* Start Material for this task *
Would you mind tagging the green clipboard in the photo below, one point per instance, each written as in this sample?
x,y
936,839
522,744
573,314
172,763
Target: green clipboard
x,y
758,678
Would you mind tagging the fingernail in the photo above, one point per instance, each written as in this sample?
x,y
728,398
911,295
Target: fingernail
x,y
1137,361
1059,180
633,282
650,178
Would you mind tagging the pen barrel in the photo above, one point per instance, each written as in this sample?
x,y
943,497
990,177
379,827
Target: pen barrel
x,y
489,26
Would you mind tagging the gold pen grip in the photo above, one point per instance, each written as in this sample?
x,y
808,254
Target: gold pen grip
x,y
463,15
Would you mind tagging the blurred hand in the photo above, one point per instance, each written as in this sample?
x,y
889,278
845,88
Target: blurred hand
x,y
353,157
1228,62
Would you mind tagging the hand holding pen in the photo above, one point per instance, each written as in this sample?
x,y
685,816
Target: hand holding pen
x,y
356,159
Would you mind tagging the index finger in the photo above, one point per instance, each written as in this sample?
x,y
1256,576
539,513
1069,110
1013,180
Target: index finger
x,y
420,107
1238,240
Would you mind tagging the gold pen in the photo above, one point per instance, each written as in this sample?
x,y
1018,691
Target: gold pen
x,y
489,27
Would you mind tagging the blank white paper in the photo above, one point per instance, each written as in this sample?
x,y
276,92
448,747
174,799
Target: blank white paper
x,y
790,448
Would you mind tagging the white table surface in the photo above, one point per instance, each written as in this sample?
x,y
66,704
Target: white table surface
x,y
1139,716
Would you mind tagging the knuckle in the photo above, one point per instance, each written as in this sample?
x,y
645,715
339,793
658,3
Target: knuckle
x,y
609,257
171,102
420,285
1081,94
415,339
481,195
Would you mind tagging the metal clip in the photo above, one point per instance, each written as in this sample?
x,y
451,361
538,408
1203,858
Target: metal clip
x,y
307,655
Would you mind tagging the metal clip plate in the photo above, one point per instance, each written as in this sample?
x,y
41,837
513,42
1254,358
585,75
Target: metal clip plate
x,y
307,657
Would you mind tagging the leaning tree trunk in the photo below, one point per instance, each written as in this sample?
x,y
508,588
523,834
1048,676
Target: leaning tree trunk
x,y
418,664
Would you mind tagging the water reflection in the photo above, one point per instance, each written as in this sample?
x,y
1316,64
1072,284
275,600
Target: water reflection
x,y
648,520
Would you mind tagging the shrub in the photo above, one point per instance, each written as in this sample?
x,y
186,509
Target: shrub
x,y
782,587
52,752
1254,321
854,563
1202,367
* End Material for this task *
What needs to be done
Please copy all of the data above, reproducing every line without any change.

Response to the exercise
Would you mind tagging the green clipboard in the photo below, one point per instance, each written as in this sample?
x,y
936,839
522,744
573,314
172,763
Target: green clipboard
x,y
758,678
Would you mind tagging the fingernail in the photo above, one point per instance, each written as in this sample?
x,y
728,398
911,295
Target: fingernail
x,y
1137,361
1059,180
633,282
650,178
Would you mind tagging the pen barrel in the photo above, one point per instance, each written as in this sample?
x,y
943,497
990,177
379,827
Target: pen barrel
x,y
489,26
Would you mind tagging the gold pen grip in the photo above, one point per instance, each written as in this sample?
x,y
808,254
Target: gold pen grip
x,y
463,15
Would you mind tagging the blurred hand in the photo above, one point per instance, each written as in this sample?
x,y
889,278
845,88
Target: blurred hand
x,y
353,157
1228,62
Would you mind tagging the hand holding pen in the photo above, one point per instance, each written as in this sample?
x,y
685,816
Target: hand holding pen
x,y
356,159
Would you mind tagging the index finger in the photo above, one point per instance, each written as in this sample?
x,y
1256,576
539,513
1069,110
1013,180
Target: index finger
x,y
420,107
1238,240
Would you mind tagging the gold pen in the photo above, one point per instance, each written as in this sample?
x,y
1018,691
Target: gold pen
x,y
489,27
Would you mind tagging the blank white paper in the photo above, one point per instance, each written as in this sample?
x,y
276,92
448,747
174,799
Target: blank white paper
x,y
790,448
Would you mind tagging the white table surface in the photo above, one point per instance, each written as in this sample?
x,y
66,704
Target: white table surface
x,y
1139,716
Would you mind tagging the knuckle in the photo above, one point per instance, each written as in this sample?
x,y
645,715
339,793
658,3
Target: knuckle
x,y
609,257
171,102
420,285
1081,94
415,339
481,195
Would you mind tagging the metal clip in the photo above, one point per instance, each written as in this sample?
x,y
451,361
538,408
1203,858
Target: metal clip
x,y
307,655
Would you mind tagging the metal clip plate in the photo above, one point per instance, each written as in this sample?
x,y
41,837
513,42
1254,358
585,75
Target: metal clip plate
x,y
307,657
Would you mind tagging the leaning tree trunk in the photo below, one point per instance, each written as in this sample?
x,y
508,588
523,834
1048,676
Target: leaning tree trunk
x,y
418,664
Would you mind tagging the water reflection in the photo above, one point per instance, each written as in this sample?
x,y
1316,64
1072,284
275,600
Target: water reflection
x,y
648,520
Would you mind tagging the shrub in the photo above, one point per instance, each written as in this sample?
x,y
186,509
Target: shrub
x,y
782,587
52,752
1254,321
854,563
1202,367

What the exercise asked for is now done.